> **Data to process**
=-=-=
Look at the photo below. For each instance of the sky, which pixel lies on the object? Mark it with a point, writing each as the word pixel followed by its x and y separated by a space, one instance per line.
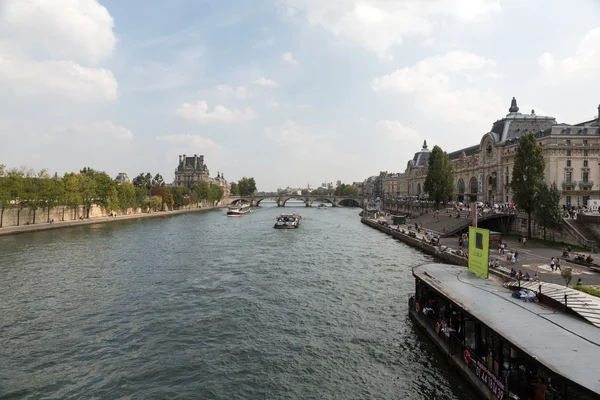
pixel 290 92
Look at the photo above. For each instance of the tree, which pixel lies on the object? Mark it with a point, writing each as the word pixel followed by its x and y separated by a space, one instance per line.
pixel 548 211
pixel 156 203
pixel 15 184
pixel 127 196
pixel 72 192
pixel 235 190
pixel 165 194
pixel 144 181
pixel 350 191
pixel 158 180
pixel 5 192
pixel 247 186
pixel 527 175
pixel 439 181
pixel 141 197
pixel 215 193
pixel 181 196
pixel 52 194
pixel 200 191
pixel 106 191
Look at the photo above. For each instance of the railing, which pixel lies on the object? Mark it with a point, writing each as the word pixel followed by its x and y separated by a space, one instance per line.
pixel 476 365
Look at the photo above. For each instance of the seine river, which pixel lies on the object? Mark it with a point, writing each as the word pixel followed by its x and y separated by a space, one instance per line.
pixel 208 307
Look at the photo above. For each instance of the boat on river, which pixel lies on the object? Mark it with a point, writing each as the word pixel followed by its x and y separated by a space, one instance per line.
pixel 238 210
pixel 506 345
pixel 288 221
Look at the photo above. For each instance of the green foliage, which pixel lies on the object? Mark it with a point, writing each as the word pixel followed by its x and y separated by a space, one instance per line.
pixel 127 196
pixel 247 186
pixel 527 175
pixel 200 192
pixel 143 181
pixel 587 289
pixel 215 193
pixel 350 191
pixel 439 182
pixel 156 203
pixel 181 196
pixel 235 189
pixel 165 194
pixel 547 211
pixel 158 180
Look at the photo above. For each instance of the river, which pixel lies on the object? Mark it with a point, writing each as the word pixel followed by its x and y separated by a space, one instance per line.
pixel 205 306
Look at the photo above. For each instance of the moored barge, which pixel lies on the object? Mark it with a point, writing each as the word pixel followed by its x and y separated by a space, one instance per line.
pixel 506 348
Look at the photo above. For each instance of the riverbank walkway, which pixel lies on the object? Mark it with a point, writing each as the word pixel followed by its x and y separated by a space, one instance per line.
pixel 43 226
pixel 533 257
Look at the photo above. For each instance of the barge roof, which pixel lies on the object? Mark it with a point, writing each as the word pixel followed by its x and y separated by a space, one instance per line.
pixel 562 343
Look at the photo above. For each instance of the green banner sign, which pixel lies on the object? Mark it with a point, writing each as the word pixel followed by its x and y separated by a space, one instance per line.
pixel 479 251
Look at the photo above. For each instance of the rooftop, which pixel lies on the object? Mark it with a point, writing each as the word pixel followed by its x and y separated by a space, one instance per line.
pixel 562 343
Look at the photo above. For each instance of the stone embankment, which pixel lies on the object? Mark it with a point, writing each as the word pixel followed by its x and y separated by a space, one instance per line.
pixel 443 253
pixel 13 230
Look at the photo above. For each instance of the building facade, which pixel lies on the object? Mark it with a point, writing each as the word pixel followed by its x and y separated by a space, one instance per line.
pixel 190 170
pixel 483 171
pixel 221 181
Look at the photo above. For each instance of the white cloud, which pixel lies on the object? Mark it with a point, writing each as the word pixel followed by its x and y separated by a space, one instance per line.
pixel 96 132
pixel 193 141
pixel 430 83
pixel 379 25
pixel 199 112
pixel 584 64
pixel 265 82
pixel 430 74
pixel 289 58
pixel 58 78
pixel 395 131
pixel 57 29
pixel 224 90
pixel 241 92
pixel 45 46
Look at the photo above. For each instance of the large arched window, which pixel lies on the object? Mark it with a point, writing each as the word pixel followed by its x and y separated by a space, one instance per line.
pixel 473 186
pixel 461 186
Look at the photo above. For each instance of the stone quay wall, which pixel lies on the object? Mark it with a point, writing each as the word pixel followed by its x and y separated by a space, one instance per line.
pixel 59 214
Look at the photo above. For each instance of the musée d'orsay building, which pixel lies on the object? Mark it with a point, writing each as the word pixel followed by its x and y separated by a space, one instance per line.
pixel 483 171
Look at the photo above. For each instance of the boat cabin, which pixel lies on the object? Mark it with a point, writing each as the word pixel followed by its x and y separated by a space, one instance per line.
pixel 508 348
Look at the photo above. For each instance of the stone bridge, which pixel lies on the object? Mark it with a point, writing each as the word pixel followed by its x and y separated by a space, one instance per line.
pixel 308 200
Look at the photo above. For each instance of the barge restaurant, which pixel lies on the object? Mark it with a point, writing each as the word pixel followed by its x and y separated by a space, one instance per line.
pixel 506 347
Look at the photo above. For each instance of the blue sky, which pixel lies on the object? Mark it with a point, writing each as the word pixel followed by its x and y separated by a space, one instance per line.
pixel 287 91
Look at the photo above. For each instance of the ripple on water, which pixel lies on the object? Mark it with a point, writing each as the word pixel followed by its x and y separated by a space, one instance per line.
pixel 204 306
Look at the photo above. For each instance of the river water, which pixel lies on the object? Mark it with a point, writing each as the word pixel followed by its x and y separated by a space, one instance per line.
pixel 209 307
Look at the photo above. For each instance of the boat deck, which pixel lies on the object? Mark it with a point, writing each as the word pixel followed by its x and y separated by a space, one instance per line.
pixel 562 343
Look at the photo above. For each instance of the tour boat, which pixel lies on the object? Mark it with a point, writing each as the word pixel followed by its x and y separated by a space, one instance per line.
pixel 506 344
pixel 238 210
pixel 288 221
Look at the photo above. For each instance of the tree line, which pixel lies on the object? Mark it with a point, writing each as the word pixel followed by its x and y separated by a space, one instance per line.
pixel 39 191
pixel 244 187
pixel 531 193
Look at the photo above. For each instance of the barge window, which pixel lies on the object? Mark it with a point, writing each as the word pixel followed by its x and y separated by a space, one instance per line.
pixel 470 339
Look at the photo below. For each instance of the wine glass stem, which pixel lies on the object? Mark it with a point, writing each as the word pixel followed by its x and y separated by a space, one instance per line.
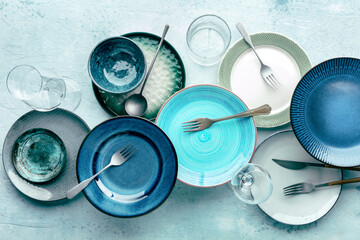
pixel 247 180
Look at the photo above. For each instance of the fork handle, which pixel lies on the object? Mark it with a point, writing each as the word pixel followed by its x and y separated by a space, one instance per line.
pixel 351 180
pixel 247 38
pixel 81 186
pixel 263 110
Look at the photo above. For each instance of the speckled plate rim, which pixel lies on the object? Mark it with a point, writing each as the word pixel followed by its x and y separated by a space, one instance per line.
pixel 166 44
pixel 264 39
pixel 255 129
pixel 6 158
pixel 102 42
pixel 172 183
pixel 292 110
pixel 278 220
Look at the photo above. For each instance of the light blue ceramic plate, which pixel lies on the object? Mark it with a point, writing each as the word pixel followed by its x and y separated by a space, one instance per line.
pixel 325 112
pixel 139 185
pixel 210 157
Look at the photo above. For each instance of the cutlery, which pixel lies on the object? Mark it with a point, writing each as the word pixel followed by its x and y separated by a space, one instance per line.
pixel 203 123
pixel 299 165
pixel 304 187
pixel 265 71
pixel 136 104
pixel 117 159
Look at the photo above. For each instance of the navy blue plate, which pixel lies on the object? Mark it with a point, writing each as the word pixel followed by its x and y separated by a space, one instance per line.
pixel 325 112
pixel 139 185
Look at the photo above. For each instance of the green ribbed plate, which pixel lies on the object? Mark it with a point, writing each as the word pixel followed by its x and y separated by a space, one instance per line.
pixel 275 41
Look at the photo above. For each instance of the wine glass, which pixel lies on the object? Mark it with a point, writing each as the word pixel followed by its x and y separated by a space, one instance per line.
pixel 43 91
pixel 252 184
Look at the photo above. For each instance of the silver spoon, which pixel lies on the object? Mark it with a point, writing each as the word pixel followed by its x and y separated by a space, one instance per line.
pixel 136 104
pixel 117 159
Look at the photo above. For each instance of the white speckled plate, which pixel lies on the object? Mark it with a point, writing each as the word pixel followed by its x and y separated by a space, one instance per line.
pixel 166 78
pixel 297 209
pixel 240 72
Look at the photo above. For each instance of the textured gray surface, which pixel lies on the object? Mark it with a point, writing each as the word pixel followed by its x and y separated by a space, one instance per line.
pixel 60 35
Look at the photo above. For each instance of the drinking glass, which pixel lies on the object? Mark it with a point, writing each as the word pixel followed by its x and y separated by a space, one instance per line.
pixel 252 184
pixel 43 92
pixel 208 37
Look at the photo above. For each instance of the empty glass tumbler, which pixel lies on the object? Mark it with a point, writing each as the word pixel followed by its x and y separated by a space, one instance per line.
=-=-=
> **What to produce**
Everything from the line containing "Look at the photo above. For each instance of the navy" to the last line of the material above must be copied exactly, and only that.

> **Response**
Look at the photo above. For each instance of the navy blue plate, which pixel lies on the object? Mark it with a point, writing each as the word pixel followed by its x and y separated by a space, one instance per line.
pixel 325 112
pixel 139 185
Look at the photo above. For each instance of the green ribbed plate, which pixel lies on the object? Mark it with a point, writing each as the word pixel followed by its x and y separated by a space, one instance per line.
pixel 275 41
Look at the photo above. For each instance of the wine glass, which pixel lies on the object? Mark it with a point, writing each as the word pixel followed by its x and y separated by a space, one instance per line.
pixel 43 91
pixel 252 184
Look at the photo above. For each instance of the silver spoon, which pixel lies on the object? Mark it with a point, writing each as the word pixel followed by its x and y separated by a space, one instance per line.
pixel 136 104
pixel 117 159
Look at the photo above. For each instance of the white speckled plate, which pixel lies on the object? Mark it with a point, writing each as the word pixel followed by its x and y separated by a space, one instance per line.
pixel 166 78
pixel 297 209
pixel 240 72
Look at the photo above. For each instance of the textured gray surface, which pixel lies on the object? Mark it with a point, writing each as the word pixel followed by its x and y separated by a space, one instance per line.
pixel 60 35
Look at the photo above. For each instance of the drinking glass, which pixel lies on the object? Mark it with a point, writing each as the word pixel followed by its x and y separated by a space, one instance per line.
pixel 252 184
pixel 43 92
pixel 208 37
Look at the photo above. For each instance of the empty glass tumbler, which pixel lies on the object? Mark it with a point, writing each as the word pixel followed by its x and y separated by a space, one instance per line.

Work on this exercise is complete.